The required output is the line containing "Exercise. Identify the aircraft nose" followed by each line through the end of the data below, repeated exactly and with nothing added.
____________________
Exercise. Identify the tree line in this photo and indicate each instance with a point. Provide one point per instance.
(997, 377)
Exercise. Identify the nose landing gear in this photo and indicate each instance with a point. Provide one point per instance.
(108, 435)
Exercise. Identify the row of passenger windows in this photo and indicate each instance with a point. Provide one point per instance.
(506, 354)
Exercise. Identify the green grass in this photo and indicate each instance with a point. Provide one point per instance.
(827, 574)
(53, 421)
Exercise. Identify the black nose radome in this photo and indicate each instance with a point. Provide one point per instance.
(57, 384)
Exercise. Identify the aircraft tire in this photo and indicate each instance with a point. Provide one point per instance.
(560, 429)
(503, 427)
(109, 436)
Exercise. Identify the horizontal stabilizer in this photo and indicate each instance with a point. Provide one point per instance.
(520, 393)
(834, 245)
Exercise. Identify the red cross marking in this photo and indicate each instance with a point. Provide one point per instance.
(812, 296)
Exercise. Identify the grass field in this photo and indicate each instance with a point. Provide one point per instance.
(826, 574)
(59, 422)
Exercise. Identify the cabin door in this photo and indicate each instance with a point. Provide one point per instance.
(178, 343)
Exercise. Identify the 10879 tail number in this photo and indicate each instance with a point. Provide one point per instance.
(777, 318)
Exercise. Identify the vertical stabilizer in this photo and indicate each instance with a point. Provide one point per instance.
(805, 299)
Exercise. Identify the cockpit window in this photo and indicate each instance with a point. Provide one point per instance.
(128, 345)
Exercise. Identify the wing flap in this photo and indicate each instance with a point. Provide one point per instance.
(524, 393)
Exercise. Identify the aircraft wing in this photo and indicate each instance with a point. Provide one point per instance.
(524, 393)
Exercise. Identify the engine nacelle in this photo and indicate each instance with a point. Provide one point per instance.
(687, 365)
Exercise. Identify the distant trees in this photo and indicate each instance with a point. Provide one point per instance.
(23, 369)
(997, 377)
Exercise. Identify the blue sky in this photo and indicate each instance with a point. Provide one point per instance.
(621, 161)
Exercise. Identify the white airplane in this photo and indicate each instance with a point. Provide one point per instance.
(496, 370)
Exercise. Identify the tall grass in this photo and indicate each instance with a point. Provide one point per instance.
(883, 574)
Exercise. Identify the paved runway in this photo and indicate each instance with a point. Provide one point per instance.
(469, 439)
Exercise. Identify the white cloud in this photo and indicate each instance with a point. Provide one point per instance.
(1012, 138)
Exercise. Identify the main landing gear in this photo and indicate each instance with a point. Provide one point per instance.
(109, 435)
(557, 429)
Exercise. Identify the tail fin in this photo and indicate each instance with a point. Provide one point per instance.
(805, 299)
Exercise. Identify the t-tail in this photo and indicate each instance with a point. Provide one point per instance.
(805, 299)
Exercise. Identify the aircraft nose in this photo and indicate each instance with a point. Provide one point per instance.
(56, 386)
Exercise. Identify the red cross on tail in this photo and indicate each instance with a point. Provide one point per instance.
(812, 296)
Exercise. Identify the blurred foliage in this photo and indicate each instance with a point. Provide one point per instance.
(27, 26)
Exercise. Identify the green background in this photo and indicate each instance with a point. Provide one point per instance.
____________________
| Task response |
Exercise. Identify the aircraft nose in this photo and indicate each instance with a point. Provide one point per instance.
(56, 386)
Exercise. Identify the red cross on tail in this photo and indicate each instance with a point. Provide one point per instance.
(812, 296)
Exercise. Identify the blurred foliage in this photo and indicate each instance with a point. Provide one point per instance.
(27, 26)
Exercise. Identify the green background in this photo and indicate each instance with a point. Provide one point per instance.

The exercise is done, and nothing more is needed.